■ Task goal: Filter the rows below, copying out every line in which the string "hair" appears.

■ Data entries:

----------------

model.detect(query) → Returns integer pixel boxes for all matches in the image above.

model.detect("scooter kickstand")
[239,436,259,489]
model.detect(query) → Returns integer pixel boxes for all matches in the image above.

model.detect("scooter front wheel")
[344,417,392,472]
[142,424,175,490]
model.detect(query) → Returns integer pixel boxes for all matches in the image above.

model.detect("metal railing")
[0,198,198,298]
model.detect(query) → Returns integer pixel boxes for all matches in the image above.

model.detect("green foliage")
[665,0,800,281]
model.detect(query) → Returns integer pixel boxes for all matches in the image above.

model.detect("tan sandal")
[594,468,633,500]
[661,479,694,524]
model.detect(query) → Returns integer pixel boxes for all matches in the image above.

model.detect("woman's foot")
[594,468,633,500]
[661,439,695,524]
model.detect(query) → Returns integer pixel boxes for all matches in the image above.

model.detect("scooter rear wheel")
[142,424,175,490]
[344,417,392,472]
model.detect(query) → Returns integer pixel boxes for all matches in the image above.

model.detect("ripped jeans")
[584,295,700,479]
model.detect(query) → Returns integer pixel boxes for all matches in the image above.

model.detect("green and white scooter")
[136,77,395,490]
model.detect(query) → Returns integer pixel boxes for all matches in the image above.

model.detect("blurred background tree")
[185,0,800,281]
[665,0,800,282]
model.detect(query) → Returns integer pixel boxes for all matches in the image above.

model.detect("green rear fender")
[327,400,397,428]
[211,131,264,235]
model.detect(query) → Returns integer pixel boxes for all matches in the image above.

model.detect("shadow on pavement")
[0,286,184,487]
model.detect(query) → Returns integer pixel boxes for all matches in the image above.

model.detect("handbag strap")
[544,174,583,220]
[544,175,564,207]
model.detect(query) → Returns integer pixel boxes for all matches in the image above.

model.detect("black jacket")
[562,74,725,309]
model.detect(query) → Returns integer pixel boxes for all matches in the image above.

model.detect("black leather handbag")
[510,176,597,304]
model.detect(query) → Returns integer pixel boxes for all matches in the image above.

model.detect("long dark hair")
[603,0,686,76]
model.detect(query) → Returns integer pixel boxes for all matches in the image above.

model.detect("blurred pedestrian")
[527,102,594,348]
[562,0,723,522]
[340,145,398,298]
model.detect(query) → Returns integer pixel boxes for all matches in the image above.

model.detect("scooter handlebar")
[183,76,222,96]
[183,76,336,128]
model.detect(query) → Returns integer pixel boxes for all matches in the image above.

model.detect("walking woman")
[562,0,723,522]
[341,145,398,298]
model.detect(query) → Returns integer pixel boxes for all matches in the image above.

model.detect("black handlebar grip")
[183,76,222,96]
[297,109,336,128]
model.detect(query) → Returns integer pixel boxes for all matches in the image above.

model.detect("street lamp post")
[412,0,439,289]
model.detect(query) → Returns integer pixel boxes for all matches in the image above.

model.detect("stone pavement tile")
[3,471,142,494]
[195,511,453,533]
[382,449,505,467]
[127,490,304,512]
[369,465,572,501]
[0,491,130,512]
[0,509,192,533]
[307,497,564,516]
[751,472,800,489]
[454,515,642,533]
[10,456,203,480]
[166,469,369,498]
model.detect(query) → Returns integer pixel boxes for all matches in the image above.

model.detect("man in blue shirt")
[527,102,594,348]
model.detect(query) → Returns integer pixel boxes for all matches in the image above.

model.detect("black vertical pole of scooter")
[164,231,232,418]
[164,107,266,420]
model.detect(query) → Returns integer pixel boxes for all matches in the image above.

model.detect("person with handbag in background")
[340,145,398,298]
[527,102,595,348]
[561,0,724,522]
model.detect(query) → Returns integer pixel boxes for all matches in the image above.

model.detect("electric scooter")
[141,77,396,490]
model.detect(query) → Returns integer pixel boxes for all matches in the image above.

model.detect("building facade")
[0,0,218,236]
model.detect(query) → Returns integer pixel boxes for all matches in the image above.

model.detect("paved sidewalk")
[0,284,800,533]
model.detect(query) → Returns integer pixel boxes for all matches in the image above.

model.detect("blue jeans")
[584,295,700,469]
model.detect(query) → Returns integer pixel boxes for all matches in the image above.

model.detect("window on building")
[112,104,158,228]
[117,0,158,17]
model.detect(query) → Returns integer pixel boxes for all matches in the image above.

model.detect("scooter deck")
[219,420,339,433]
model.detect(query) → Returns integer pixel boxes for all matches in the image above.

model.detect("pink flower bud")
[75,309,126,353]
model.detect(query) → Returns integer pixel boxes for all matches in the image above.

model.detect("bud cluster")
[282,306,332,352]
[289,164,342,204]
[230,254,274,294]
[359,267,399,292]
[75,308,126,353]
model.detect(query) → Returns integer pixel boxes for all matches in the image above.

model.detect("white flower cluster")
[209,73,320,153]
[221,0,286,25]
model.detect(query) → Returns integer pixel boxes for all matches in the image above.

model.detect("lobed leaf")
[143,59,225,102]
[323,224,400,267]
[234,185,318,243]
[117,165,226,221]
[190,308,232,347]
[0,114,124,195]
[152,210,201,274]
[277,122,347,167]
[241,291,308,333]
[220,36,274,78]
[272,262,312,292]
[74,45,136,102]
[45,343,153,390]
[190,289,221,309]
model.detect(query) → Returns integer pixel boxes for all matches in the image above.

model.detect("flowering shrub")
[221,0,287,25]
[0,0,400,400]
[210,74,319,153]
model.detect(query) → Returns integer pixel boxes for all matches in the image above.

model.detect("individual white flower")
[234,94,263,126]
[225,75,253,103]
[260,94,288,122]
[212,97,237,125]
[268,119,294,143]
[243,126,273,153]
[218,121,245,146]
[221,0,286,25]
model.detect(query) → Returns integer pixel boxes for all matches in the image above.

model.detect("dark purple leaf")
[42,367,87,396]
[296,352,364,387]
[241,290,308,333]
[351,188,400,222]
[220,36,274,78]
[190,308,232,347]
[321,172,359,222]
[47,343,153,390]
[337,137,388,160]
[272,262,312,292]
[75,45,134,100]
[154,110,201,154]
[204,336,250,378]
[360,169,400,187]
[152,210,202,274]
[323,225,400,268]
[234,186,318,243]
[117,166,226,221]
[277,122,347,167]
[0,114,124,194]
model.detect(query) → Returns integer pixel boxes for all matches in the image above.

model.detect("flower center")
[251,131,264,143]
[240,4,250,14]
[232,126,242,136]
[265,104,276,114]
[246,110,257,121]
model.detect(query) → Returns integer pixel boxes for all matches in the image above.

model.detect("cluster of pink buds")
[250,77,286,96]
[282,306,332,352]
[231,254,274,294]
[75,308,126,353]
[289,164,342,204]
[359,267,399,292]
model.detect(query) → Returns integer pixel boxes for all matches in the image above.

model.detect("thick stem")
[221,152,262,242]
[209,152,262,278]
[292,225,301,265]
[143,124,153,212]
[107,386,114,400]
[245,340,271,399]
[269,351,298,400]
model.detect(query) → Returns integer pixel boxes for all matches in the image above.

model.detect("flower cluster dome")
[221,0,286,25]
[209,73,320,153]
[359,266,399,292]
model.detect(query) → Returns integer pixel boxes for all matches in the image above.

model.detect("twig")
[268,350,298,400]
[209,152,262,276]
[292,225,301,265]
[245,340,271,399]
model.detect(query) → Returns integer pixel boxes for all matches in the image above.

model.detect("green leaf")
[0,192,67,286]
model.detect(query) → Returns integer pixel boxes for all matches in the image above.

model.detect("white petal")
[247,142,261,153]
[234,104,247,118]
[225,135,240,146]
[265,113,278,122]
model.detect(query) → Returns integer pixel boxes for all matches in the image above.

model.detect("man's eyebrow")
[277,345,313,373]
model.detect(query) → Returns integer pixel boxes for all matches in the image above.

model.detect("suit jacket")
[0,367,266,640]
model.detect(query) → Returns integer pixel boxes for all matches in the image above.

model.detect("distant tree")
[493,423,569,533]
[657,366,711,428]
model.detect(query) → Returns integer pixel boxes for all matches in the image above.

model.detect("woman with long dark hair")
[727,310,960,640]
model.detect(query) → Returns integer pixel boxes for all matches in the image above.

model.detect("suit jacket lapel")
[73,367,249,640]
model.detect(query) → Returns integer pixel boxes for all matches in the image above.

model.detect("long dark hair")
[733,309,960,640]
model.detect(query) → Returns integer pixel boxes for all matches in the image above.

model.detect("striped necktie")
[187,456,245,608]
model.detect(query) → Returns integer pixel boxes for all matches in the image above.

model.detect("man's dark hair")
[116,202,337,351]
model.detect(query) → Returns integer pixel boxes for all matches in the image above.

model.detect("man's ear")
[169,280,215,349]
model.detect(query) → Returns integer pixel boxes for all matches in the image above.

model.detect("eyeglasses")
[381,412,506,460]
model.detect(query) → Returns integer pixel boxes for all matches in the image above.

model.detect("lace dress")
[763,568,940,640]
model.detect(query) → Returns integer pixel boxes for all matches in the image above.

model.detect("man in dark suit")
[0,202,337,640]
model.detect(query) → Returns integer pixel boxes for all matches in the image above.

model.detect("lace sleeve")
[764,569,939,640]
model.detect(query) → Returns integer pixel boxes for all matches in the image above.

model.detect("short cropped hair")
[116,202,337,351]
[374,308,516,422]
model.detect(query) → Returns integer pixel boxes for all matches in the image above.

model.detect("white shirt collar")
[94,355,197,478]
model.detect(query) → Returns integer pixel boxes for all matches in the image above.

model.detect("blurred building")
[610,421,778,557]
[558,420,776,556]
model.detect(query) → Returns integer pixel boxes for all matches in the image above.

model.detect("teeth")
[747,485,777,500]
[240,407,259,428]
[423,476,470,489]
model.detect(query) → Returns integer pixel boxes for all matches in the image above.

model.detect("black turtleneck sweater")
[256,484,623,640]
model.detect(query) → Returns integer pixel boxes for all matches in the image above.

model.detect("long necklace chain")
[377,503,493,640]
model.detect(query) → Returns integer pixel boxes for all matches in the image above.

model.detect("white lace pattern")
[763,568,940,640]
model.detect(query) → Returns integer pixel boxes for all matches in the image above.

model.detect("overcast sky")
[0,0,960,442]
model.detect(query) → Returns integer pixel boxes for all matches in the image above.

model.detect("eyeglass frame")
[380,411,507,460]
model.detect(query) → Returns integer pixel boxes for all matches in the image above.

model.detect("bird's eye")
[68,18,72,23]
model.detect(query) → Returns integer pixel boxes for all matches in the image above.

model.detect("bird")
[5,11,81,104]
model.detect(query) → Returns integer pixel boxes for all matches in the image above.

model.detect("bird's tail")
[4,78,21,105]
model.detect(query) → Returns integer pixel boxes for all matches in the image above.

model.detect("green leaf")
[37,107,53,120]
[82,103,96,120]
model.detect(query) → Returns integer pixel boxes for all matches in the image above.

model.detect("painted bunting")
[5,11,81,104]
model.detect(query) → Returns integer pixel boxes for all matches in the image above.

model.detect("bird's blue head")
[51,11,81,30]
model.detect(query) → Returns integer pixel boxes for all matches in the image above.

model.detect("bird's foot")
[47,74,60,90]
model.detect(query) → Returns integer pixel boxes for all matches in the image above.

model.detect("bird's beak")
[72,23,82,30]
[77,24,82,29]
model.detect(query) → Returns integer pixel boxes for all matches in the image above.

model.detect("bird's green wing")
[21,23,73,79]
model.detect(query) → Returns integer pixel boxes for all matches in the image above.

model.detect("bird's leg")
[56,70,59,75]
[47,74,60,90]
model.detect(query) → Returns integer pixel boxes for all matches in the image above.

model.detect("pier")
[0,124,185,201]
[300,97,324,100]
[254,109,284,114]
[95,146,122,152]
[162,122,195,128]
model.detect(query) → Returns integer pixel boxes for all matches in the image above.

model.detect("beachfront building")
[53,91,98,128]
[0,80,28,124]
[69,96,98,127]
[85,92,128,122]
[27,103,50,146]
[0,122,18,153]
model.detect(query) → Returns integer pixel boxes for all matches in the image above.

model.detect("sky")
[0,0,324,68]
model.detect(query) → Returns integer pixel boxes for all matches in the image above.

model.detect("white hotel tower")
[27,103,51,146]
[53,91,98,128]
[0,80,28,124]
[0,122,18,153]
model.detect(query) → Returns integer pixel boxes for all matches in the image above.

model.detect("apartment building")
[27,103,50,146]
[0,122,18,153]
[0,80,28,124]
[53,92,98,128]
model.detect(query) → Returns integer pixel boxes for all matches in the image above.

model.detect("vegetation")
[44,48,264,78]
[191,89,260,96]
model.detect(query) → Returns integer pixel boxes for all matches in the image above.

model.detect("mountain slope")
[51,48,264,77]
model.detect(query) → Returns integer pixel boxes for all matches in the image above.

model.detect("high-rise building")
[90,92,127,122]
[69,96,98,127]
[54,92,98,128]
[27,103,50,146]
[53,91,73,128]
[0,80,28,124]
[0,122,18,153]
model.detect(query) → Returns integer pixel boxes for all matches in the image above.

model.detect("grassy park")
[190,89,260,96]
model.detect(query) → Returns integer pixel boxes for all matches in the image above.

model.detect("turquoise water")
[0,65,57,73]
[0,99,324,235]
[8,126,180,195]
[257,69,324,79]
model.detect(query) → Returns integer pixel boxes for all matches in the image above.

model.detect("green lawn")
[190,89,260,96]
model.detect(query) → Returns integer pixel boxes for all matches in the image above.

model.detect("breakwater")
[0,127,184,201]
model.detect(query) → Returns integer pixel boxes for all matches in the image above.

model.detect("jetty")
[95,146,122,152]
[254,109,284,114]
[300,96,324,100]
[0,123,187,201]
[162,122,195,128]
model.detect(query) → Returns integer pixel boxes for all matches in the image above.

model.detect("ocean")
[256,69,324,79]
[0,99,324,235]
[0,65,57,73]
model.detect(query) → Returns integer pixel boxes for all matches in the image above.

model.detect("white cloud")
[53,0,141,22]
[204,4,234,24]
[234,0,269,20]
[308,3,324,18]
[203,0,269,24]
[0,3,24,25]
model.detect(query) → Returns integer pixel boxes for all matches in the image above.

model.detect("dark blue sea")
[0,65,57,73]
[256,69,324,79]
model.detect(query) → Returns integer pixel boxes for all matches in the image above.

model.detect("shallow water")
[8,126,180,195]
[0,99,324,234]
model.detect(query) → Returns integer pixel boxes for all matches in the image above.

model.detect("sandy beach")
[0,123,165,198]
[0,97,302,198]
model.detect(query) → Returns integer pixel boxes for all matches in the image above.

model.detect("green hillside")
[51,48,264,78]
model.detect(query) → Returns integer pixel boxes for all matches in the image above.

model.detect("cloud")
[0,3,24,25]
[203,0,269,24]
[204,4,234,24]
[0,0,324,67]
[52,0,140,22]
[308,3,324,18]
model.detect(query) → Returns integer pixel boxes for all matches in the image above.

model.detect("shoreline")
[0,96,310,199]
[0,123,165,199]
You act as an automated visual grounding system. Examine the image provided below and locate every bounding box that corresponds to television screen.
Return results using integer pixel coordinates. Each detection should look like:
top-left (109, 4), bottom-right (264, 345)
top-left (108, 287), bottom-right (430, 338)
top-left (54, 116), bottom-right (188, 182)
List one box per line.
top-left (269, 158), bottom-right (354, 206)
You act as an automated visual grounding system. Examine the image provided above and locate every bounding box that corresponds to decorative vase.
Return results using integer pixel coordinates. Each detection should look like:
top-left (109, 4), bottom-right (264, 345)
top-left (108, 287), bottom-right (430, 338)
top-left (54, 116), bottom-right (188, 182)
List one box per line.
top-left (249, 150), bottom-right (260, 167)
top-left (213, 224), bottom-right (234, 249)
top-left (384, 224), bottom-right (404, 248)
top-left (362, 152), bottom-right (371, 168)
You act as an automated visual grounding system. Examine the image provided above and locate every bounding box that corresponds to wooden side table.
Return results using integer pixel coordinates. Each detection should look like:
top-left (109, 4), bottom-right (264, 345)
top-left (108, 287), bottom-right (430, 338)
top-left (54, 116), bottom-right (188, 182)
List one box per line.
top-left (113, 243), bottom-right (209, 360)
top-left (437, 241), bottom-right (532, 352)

----------------

■ The result:
model.detect("long dark hair")
model.detect("woman with long dark hair")
model.detect("long dark hair")
model.detect("man's dark hair")
model.detect("short cropped hair")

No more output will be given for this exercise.